TRY IT
Under this line are the records; write out word for word the part that begins at the line containing "point: the multi-story" and ends at the line containing "point: the snowy", and no more.

--- DATA Enclosed Below ---

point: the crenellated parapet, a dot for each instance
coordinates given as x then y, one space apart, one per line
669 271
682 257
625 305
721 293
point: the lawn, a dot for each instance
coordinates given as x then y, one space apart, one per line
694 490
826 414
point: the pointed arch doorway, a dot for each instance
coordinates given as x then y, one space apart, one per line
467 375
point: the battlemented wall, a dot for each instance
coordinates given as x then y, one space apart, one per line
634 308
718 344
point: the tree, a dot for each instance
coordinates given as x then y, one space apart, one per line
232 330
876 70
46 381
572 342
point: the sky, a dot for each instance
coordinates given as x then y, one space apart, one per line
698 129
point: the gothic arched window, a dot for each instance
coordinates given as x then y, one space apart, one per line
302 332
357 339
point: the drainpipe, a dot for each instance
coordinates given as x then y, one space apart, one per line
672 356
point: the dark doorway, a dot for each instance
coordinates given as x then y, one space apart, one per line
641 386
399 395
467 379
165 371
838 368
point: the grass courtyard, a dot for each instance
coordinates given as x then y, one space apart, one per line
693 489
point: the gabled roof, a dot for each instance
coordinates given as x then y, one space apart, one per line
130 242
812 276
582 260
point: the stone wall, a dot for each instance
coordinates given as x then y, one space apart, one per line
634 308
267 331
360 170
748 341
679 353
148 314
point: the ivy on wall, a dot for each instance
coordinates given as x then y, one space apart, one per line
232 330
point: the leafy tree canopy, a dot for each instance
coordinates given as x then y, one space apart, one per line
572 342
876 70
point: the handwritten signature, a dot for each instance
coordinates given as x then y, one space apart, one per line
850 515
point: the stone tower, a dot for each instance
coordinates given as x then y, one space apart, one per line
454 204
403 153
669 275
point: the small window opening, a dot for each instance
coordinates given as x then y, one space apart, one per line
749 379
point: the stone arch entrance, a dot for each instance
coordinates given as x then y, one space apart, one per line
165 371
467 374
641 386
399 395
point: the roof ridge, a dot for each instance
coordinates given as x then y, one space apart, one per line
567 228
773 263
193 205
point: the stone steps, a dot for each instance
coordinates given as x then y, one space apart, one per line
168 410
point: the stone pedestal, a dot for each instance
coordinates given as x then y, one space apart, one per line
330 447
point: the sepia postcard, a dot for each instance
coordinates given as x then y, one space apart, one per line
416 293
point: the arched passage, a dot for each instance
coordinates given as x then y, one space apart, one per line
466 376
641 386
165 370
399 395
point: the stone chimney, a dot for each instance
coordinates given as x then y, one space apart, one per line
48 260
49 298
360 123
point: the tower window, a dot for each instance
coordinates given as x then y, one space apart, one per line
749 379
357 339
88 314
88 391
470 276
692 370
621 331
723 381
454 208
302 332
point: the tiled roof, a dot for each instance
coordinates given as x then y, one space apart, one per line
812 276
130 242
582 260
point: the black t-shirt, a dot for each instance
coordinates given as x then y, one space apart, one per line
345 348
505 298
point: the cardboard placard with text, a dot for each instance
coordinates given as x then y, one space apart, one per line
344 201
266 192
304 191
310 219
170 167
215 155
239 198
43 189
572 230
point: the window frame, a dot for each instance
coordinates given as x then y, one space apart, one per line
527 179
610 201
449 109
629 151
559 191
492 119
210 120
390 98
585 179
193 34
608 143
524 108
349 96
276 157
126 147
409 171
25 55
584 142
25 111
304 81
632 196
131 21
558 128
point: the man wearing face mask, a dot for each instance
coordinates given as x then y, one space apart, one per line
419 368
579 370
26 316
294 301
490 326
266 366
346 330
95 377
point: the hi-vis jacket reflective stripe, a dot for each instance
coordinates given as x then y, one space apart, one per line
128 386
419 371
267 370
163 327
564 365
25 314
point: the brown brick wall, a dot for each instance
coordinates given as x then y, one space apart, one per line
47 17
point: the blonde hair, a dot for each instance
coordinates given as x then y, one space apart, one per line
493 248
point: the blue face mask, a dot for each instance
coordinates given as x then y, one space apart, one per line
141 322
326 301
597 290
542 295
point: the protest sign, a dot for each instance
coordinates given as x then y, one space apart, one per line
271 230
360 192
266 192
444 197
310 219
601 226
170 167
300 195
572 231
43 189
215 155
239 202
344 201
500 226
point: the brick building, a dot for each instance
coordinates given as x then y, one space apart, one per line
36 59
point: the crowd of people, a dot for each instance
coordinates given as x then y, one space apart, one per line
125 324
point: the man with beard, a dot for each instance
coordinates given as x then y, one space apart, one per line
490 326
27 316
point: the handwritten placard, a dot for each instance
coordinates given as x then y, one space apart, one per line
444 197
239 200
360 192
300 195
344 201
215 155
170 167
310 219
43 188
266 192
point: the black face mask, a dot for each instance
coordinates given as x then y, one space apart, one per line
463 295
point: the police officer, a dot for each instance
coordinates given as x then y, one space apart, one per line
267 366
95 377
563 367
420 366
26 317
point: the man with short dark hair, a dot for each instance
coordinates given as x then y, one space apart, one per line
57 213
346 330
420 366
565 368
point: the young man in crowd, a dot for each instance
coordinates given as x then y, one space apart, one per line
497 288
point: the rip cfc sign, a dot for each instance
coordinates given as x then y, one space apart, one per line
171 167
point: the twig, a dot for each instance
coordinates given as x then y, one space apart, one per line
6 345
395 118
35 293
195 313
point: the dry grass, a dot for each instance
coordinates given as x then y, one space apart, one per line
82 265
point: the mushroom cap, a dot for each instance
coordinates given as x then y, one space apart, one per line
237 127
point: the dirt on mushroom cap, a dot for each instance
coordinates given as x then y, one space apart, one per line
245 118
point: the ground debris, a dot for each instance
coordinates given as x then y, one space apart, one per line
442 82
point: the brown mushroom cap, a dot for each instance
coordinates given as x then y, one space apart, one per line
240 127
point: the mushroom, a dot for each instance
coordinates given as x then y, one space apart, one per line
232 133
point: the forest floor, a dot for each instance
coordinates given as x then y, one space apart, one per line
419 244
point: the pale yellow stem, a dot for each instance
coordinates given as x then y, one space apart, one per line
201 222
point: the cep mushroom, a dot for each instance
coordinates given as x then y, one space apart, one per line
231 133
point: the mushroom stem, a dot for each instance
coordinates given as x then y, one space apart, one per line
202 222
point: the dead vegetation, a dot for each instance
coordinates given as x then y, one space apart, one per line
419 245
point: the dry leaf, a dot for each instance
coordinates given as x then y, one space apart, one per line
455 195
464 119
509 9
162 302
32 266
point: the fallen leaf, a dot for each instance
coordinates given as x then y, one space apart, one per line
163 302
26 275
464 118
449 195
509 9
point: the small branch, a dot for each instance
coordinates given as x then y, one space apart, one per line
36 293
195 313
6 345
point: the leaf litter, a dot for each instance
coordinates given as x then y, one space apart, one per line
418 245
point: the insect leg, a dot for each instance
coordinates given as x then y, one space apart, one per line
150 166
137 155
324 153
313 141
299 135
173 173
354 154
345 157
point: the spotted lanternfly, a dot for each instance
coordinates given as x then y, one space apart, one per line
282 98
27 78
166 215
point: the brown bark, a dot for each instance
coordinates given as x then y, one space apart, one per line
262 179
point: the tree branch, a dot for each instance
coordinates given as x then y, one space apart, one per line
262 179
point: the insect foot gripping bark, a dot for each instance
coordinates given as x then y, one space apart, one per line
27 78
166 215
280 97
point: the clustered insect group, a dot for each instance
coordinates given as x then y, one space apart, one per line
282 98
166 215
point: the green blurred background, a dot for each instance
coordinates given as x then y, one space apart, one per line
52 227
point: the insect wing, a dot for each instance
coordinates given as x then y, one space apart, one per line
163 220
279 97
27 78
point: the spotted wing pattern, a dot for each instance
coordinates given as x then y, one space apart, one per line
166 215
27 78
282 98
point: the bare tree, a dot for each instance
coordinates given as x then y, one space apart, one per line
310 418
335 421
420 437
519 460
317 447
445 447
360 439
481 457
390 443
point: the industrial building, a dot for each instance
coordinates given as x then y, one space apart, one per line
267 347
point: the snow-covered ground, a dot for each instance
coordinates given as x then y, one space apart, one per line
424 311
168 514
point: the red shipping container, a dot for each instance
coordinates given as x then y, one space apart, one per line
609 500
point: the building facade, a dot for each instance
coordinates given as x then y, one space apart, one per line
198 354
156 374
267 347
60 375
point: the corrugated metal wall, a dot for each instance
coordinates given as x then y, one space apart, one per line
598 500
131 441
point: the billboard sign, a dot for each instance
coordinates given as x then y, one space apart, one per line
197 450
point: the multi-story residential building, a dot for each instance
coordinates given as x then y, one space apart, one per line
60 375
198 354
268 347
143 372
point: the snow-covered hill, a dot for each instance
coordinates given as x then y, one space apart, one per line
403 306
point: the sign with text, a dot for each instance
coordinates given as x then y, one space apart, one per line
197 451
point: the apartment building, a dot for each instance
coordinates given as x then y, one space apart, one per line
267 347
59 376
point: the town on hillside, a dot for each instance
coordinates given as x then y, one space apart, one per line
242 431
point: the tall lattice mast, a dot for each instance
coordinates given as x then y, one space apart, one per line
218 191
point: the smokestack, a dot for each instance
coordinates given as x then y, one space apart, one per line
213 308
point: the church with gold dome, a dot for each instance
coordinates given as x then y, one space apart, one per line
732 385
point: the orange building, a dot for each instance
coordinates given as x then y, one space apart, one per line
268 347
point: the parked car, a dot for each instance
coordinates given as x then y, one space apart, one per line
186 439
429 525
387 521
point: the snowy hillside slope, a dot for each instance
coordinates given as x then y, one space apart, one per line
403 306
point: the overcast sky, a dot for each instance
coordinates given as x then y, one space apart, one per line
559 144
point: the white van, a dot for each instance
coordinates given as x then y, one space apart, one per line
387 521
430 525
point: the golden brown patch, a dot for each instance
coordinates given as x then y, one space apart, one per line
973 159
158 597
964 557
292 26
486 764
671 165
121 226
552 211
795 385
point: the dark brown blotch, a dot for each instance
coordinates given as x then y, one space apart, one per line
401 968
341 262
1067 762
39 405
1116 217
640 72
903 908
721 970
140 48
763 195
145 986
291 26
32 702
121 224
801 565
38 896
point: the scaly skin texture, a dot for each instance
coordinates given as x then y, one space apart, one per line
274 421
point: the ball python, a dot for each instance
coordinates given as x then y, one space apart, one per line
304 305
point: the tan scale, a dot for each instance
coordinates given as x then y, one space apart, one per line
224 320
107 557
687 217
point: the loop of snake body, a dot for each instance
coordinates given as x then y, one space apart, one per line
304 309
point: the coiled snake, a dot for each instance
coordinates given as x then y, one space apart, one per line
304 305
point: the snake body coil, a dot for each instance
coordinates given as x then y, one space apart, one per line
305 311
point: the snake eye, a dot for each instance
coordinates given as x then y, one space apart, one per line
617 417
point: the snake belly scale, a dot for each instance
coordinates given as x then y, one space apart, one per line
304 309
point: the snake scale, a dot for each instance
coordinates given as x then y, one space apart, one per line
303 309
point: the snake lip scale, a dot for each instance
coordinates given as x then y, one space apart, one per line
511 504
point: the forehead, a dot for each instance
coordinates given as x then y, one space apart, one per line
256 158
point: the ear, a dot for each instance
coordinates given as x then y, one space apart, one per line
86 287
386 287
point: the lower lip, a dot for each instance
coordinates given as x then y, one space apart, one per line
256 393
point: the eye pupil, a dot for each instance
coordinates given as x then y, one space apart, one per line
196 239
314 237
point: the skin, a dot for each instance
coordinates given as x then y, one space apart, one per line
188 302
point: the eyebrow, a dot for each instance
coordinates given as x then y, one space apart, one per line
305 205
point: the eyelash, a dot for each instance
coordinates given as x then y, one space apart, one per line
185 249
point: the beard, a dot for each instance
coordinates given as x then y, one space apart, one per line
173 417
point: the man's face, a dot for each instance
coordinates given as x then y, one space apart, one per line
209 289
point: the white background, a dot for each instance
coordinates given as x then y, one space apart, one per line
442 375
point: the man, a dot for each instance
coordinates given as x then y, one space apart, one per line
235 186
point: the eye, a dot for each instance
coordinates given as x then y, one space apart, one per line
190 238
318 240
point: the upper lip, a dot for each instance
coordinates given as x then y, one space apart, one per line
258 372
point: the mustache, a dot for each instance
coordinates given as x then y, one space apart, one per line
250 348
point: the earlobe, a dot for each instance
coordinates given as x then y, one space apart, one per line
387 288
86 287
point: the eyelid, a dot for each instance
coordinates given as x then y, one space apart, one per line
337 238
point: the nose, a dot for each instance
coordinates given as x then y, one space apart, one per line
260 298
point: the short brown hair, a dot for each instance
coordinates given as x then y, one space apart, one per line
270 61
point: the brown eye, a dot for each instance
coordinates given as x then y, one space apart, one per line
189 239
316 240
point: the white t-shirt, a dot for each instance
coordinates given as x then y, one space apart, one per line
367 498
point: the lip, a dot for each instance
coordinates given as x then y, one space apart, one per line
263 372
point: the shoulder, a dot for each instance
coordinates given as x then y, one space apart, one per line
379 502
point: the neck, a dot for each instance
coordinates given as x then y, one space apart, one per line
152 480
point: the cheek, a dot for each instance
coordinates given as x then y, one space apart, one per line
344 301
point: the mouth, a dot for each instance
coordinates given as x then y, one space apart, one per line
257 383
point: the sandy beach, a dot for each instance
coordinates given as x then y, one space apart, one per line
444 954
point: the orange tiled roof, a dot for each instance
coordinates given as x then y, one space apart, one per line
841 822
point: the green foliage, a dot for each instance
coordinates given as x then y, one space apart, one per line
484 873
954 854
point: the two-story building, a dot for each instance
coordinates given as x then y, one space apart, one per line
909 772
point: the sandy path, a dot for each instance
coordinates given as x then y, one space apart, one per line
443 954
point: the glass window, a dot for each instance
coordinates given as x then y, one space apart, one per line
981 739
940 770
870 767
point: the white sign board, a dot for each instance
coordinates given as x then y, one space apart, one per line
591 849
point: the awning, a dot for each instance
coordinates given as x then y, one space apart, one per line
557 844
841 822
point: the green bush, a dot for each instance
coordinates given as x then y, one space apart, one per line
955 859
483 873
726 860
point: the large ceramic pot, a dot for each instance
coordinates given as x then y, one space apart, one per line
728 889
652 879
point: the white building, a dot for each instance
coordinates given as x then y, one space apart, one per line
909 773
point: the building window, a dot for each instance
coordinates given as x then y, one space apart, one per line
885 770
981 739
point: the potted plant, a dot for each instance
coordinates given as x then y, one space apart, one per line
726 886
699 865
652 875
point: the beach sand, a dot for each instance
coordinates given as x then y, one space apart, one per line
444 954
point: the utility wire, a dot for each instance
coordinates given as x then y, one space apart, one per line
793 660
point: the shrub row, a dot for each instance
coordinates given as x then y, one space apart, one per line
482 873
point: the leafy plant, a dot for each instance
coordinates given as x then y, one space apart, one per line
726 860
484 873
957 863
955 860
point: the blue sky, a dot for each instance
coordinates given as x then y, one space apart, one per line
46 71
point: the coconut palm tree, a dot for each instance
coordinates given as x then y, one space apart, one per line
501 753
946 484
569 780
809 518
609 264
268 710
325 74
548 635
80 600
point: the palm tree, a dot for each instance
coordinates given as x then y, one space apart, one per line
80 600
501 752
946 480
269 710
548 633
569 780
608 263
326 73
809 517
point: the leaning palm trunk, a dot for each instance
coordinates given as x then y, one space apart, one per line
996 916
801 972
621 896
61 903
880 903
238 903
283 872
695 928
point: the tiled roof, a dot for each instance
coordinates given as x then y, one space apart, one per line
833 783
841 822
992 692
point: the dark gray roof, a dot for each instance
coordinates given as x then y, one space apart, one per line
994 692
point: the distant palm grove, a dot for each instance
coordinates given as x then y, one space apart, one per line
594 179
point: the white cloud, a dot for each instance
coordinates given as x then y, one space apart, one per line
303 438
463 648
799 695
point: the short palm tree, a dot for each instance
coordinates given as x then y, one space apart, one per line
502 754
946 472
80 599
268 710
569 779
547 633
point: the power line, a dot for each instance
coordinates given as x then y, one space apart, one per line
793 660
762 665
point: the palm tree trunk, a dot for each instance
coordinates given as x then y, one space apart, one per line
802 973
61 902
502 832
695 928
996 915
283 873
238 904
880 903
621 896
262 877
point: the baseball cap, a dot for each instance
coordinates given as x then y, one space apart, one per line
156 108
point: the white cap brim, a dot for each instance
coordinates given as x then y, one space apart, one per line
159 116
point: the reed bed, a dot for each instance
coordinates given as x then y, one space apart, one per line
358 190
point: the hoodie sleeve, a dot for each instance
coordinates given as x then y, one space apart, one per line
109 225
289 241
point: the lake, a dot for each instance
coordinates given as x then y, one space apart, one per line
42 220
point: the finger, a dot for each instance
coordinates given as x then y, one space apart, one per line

--- End of Enclosed DATA ---

WORKED SOLUTION
point: the multi-story residential building, a dot for each instance
coordinates given as x then y, one space apart, one per line
60 375
198 354
268 347
143 372
point: the snow-covered hill, a dot for each instance
coordinates given as x then y, one space apart, one per line
403 306
point: the sign with text, a dot for each instance
coordinates given as x then y, one space apart, one per line
197 451
point: the apartment building, a dot for each instance
coordinates given as x then y, one space apart, one per line
267 347
59 376
point: the town on hillside, a dot for each instance
coordinates given as x then y, one space apart, one per line
242 431
point: the tall lattice mast, a dot for each instance
coordinates given as x then y, one space apart, one per line
218 191
point: the smokestack, a dot for each instance
coordinates given as x then y, one space apart, one per line
213 308
point: the church with gold dome, a dot for each instance
coordinates given as x then y, one space apart, one per line
732 385
point: the orange building, a dot for each instance
coordinates given as x then y, one space apart, one per line
268 347
point: the parked car, a dot for each instance
coordinates given as x then y, one space apart, one per line
186 439
429 525
387 521
point: the snowy hillside slope, a dot for each instance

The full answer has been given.